- [Text]
• • • • •
Every family has a claim to fame and ours is this: we’re related to Nino Culotta. That counted for a lot as a child of the ’70s and surpassed all other family feats, past and present, including a grandfather with a dozen published books and a great-grandfather (his father) who became a barrister in his 50s after being forced off the land due to drought with eight children and a piano.

It’s 50 years since Nino Culotta published his rollicking bestseller They’re A Weird Mob, about arriving from Italy on a ship and finding work as a brickies’ labourer in Punchbowl, where he struggled to comprehend and eventually master the Aussie vernacular and ingratiate himself by bellowing, in a near perfect Aussie accent, “Howyergoinmateorright?”

But what I have never understood is how he got away with it. How did John O’Grady write a book pretending to be Nino Culotta when he was actually someone else entirely and still be warmly embraced, revered even, by the nation? Helen Darville was hammered 35 years later for wearing peasant blouses and feigning Ukrainian ancestry for her award-winning novel. James Frey was rebuked on Oprah for fabricating large parts of his memoir. And Norma Khouri was pilloried for not being a Jordanian woman who had witnessed honour killings, as she claimed in Forbidden Love.

And this: Frank Bongiorno, Island stories –Negotiating identity between different Italies.

Many of my own generation of Australian-­born Aeolian Australians became quite detached from the cultures of their parents and grandparents, even as they also experienced fragments of these cultures in their daily lives – through food, snatches of the Aeolian dialect and barely articulated habits of mind – such as the instinctive turn to extended family when you needed or wanted something, and the desire to touch government only with a very long pair of tongs. Some, like me, entering their twenties, donned backpacks and used the financial rewards of professional jobs of which their grandparents would not have dared dream to visit their ancestral homelands. Now, as we get older, we travel there in more comfort. Relatives on my father’s side of the family assemble on Salina every few years for a family reunion.

Their Australian story has been the familiar one of migrant success, as celebrated in From Volcanoes We Sailed: Connecting Aeolian Generations, an exhibition at Melbourne’s Immigration Museum in 2016. Curated by my cousin, Cristina Neri, the Aeolian-­Australian experience was seen to be embodied in business and professional success, cultural continuity and a thriving family life. There was a great deal of nostalgia about food and families, and a sense that modernity and the passing of the migrant generation threaten both. When Russo wrote about the Melbourne Aeolian Club in 1986, she thought its future ‘precarious’, since the migrant generations were getting old, the community was well integrated and the young seemed little interested in maintaining these connections.
• • • • •
- [Data excerpt]

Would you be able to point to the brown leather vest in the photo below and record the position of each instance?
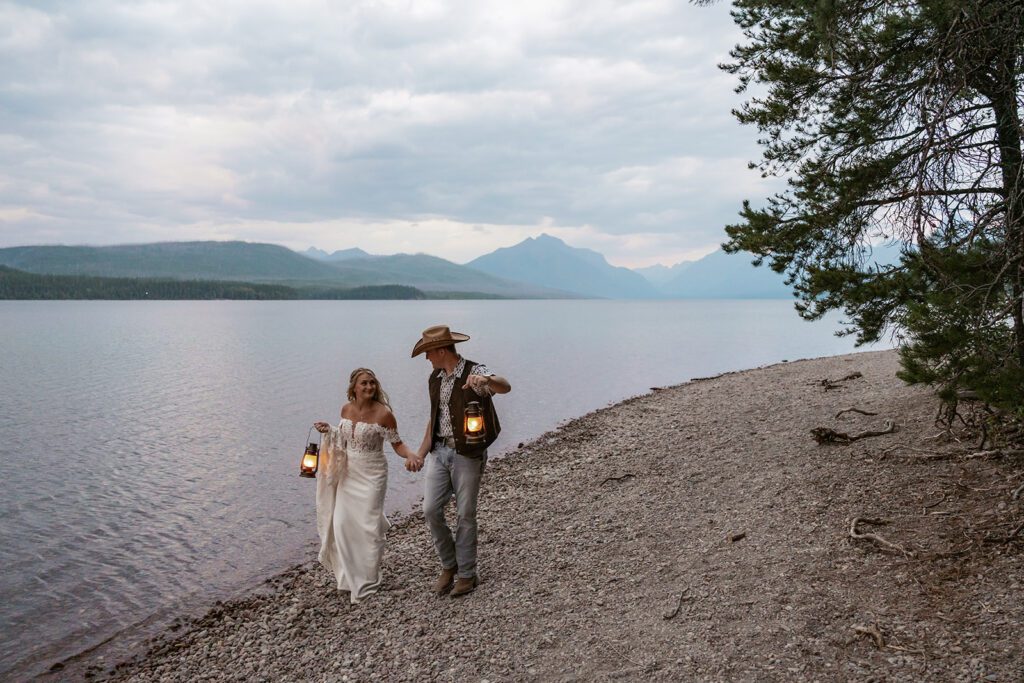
• • • • •
- [Parts of the exercise]
1: Write out the passage on Italian migrants in Australia word for word, from "But what I have" to "claimed in Forbidden Love.".
2: Pick up the passage on Italian migrants in Australia after its last sentence and keep it going.
You won't need the material for any of this.

- [Answers to the exercise]
1:
But what I have never understood is how he got away with it. How did John O’Grady write a book pretending to be Nino Culotta when he was actually someone else entirely and still be warmly embraced, revered even, by the nation? Helen Darville was hammered 35 years later for wearing peasant blouses and feigning Ukrainian ancestry for her award-winning novel. James Frey was rebuked on Oprah for fabricating large parts of his memoir. And Norma Khouri was pilloried for not being a Jordanian woman who had witnessed honour killings, as she claimed in Forbidden Love.

2:
They’re A Weird Mob is one of the best commentaries upon 50s Australia ever written, and that’s now old history, but its lesson is still relevant imo.” Yes it is still bloody funny! But no, it is not at all adequate if you are trying to understand how identity works in 21st century Australia. Michael Xu is much more informative when he says “Australia is my father; China is my mother.”

msplace 021

This August 2019 post visits some of the same issues, and also shows how different in many ways 2020 has become — thanks to COVID-19.

The post covers much more that is relevant to China policy than the following personal story — but that story encapsulates how so many Chinese people must see their country’s progress and how they most likely feel about it. It also has the advantage of being relatable and easy to understand.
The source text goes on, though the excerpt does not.